◆ Instruction: Transcribe the tail of the listing: start at the line containing "sparkling water surface." and stop after the last line, keeping every character as is and adding nothing.

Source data
§

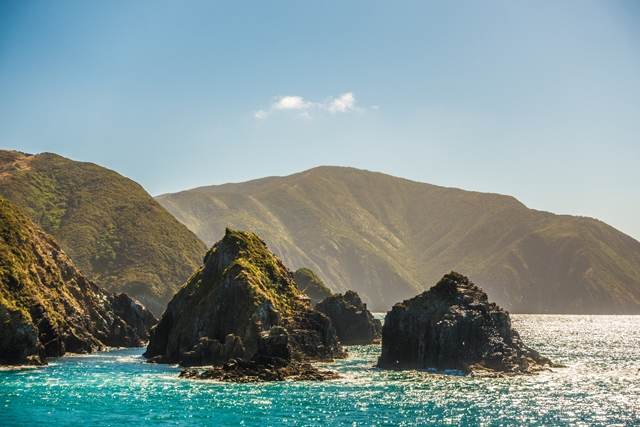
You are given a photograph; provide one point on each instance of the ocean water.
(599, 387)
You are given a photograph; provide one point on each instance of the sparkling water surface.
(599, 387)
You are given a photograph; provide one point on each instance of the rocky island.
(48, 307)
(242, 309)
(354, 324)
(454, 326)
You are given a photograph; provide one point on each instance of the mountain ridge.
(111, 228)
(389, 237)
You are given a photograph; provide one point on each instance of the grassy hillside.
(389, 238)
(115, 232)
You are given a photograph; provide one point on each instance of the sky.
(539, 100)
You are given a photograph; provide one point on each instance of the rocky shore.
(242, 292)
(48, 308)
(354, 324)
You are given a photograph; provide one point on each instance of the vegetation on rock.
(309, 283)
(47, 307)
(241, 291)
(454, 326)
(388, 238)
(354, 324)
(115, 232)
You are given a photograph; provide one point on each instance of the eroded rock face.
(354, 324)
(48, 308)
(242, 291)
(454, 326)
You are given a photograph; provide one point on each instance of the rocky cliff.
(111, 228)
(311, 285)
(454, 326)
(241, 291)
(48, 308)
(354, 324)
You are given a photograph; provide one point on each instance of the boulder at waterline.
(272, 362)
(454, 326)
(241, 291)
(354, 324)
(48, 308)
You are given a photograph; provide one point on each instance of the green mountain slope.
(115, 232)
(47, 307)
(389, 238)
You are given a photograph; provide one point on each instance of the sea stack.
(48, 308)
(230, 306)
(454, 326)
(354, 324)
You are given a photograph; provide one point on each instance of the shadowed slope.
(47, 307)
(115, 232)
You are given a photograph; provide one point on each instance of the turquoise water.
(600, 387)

§

◆ Answer for the task:
You are given a photograph; provide one point on each instance of the sparkling water surface.
(599, 387)
You are given a photograph; provide one point on each instance of the rocky island.
(48, 307)
(242, 309)
(354, 324)
(454, 326)
You are given a photograph; provide one point on each instance of the mountain ridge.
(111, 228)
(389, 237)
You are given a photograph; provide one point on each instance of the grassy hillside.
(389, 238)
(115, 232)
You are given a photograph; provide one point on each instance of the sky.
(539, 100)
You are given a photograph; provide one point on each instance of the rocky shore.
(242, 292)
(48, 308)
(354, 324)
You are given a photograph; provide one point on each instance of the vegetation on rock.
(309, 283)
(47, 307)
(241, 291)
(454, 326)
(388, 238)
(354, 324)
(115, 232)
You are given a photograph; provide one point on each instance of the eroded rock face.
(354, 324)
(48, 308)
(242, 291)
(454, 326)
You are given a photograph; provide one point on each instance of the rocky cliff.
(111, 228)
(311, 285)
(454, 326)
(241, 291)
(48, 308)
(354, 324)
You are given a photograph; provide one point on each instance of the boulder at waterline.
(272, 362)
(454, 326)
(241, 291)
(354, 324)
(48, 308)
You are given a photograph; provide one point on each instance of the green mountain slope.
(115, 232)
(47, 307)
(389, 238)
You are given a photograph; provide one point on each instance of the sea stack.
(48, 308)
(230, 306)
(454, 326)
(354, 324)
You are given a photograph; provide one point on each instance of the shadowed slope.
(47, 307)
(115, 232)
You are given a photograph; provide one point on each instance of the turquoise water.
(600, 387)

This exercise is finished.